__To be done__
Copy every line below that contains the string "glow". Matches must have the same case.

__Provided data__
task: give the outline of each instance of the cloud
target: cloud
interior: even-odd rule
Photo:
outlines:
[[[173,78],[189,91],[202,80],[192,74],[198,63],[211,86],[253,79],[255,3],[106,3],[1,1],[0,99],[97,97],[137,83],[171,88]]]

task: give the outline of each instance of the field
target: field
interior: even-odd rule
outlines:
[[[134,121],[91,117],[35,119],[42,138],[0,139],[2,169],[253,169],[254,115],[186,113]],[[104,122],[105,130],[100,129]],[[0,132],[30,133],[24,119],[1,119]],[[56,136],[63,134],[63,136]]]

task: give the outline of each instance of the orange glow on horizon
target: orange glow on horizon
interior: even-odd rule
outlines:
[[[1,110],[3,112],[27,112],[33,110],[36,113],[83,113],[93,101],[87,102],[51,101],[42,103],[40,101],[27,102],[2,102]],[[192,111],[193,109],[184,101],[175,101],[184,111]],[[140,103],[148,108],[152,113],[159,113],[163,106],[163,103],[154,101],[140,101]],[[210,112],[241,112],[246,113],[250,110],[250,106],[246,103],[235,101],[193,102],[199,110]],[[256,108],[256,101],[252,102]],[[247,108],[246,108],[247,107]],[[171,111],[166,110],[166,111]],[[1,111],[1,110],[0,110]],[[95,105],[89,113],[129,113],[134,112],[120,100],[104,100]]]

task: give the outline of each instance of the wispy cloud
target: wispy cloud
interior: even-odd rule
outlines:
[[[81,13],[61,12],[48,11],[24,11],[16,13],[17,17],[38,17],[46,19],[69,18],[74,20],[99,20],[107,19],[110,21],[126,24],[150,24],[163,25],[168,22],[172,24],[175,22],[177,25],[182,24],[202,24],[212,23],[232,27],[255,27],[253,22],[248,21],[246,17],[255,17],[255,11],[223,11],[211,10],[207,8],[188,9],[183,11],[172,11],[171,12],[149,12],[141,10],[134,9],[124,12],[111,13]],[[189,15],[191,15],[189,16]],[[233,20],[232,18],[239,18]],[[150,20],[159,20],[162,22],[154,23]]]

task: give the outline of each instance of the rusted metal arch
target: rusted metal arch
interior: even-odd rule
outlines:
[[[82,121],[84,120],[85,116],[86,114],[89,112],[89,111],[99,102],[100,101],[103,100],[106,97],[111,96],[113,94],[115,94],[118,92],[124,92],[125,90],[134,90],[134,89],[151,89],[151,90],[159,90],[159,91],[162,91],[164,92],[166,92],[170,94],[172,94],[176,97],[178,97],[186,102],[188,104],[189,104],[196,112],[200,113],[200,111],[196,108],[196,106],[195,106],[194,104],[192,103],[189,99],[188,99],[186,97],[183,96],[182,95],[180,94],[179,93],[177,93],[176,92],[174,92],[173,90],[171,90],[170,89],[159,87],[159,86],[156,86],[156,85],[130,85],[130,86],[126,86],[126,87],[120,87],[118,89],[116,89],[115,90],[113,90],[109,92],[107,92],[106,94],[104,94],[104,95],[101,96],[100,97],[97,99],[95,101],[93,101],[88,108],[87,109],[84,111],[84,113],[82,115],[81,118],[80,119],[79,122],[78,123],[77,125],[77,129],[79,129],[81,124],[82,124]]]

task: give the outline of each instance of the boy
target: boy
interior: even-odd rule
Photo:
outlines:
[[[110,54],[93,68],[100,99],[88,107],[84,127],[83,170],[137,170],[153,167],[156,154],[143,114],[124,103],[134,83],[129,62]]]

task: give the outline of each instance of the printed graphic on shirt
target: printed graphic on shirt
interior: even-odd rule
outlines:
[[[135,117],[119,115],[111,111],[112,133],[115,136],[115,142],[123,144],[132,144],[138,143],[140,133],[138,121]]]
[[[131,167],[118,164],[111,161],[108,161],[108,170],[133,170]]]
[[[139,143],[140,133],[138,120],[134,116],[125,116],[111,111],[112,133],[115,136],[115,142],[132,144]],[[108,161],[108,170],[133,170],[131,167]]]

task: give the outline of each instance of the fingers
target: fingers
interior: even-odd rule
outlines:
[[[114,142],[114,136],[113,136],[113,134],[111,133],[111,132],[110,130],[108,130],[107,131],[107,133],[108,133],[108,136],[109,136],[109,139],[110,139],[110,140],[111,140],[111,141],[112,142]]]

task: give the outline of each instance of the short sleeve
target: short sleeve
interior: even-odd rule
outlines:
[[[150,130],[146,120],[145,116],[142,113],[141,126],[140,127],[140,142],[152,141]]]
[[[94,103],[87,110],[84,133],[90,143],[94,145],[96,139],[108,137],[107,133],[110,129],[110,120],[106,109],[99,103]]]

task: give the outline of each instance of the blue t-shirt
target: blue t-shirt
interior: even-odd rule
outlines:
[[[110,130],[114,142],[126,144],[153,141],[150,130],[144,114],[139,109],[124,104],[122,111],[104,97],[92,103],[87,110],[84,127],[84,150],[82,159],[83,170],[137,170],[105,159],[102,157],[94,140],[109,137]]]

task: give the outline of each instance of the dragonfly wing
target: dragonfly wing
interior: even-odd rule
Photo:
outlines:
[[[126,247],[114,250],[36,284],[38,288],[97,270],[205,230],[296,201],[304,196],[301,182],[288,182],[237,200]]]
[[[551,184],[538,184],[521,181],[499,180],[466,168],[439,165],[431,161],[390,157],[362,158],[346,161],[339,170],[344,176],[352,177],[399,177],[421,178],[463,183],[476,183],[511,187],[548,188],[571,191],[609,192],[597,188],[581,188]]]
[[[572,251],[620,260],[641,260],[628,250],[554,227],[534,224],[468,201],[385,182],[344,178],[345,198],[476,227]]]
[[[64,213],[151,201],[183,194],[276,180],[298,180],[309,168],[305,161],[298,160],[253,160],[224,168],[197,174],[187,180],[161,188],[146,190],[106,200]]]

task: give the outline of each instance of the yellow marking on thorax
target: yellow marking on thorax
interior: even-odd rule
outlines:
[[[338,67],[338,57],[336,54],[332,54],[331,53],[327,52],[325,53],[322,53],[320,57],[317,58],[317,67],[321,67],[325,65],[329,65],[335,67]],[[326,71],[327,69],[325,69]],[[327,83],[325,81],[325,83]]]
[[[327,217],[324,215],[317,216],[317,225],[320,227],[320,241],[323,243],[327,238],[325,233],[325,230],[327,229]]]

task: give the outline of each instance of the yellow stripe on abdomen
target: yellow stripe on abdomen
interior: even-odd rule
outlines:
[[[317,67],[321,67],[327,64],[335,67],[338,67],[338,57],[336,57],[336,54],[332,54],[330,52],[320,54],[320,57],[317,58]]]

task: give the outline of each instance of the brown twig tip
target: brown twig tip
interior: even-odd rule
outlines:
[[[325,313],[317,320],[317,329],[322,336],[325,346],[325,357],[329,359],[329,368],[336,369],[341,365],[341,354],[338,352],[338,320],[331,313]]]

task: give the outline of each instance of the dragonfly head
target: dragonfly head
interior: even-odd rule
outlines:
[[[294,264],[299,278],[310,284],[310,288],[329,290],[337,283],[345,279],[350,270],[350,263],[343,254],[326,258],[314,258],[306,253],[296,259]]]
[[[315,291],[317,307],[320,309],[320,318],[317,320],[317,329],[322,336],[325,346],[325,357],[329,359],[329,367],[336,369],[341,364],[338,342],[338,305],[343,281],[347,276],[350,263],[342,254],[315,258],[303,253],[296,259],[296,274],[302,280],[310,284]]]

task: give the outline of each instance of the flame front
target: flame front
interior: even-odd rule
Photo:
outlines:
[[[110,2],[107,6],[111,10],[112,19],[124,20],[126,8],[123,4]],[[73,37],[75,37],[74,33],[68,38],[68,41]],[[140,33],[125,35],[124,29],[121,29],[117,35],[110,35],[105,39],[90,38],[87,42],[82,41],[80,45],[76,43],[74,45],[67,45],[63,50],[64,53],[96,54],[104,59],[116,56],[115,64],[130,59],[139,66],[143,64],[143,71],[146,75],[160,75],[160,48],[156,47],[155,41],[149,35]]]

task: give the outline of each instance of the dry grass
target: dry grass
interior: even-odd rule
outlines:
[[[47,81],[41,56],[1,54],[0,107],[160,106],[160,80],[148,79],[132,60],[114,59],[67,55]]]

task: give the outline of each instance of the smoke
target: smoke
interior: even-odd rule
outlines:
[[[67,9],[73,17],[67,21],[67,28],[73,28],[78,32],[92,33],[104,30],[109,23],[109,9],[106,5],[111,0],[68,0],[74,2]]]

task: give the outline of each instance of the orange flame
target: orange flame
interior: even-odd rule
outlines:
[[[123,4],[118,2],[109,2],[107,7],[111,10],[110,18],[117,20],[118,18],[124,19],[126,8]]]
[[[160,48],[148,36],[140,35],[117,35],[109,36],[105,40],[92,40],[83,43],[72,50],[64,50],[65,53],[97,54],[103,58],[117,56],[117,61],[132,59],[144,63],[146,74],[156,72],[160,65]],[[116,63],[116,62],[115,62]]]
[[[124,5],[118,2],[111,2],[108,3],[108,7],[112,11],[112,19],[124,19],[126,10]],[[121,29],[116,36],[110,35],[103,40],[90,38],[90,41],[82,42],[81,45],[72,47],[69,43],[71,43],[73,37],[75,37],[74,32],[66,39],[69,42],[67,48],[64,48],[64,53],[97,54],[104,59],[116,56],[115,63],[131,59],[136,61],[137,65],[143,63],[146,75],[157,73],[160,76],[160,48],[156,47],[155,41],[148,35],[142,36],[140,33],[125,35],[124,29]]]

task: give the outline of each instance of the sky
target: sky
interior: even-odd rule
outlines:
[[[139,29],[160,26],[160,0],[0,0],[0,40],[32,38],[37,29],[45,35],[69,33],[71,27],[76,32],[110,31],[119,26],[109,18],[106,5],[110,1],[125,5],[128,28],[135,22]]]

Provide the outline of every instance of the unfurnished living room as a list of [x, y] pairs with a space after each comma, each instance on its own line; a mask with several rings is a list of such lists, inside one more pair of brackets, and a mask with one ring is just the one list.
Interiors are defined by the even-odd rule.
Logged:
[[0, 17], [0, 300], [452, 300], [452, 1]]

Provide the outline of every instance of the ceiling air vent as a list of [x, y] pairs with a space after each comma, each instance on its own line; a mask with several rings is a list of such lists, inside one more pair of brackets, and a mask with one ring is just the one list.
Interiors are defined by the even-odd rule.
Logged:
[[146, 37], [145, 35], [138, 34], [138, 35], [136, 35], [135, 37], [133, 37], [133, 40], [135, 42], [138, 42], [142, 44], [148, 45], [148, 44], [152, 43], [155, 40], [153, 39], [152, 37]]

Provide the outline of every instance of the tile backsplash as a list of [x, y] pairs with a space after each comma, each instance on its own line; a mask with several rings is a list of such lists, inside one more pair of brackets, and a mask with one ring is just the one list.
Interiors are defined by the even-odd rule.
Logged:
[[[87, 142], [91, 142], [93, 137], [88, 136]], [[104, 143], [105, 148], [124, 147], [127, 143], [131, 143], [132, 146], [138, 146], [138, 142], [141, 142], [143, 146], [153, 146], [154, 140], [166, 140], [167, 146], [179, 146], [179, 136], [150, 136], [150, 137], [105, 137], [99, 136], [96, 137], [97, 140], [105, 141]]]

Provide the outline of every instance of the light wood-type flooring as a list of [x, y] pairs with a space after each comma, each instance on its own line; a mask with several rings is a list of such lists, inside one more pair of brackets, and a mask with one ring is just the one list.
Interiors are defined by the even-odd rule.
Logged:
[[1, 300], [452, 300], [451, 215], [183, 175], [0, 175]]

__Final result__
task: give the outline of each instance of the orange glow on horizon
target: orange glow on horizon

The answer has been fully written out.